* [WHAT YOU HAVE TO DO]: Please convert each line of the entries below into a numbered list, leaving out any blank lines.

* [GIVEN INFORMATION]:
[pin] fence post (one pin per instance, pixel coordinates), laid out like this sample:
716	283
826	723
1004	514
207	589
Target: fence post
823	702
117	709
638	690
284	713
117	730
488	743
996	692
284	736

* [EXERCISE OUTPUT]:
1. [pin] fence post (one pin per instance, pixel coordinates), laid out like this sample:
2. 716	283
3. 826	723
4. 1004	514
5. 207	589
6. Target: fence post
7. 823	702
8. 117	709
9. 638	690
10. 284	713
11. 117	730
12. 488	743
13. 996	692
14. 284	736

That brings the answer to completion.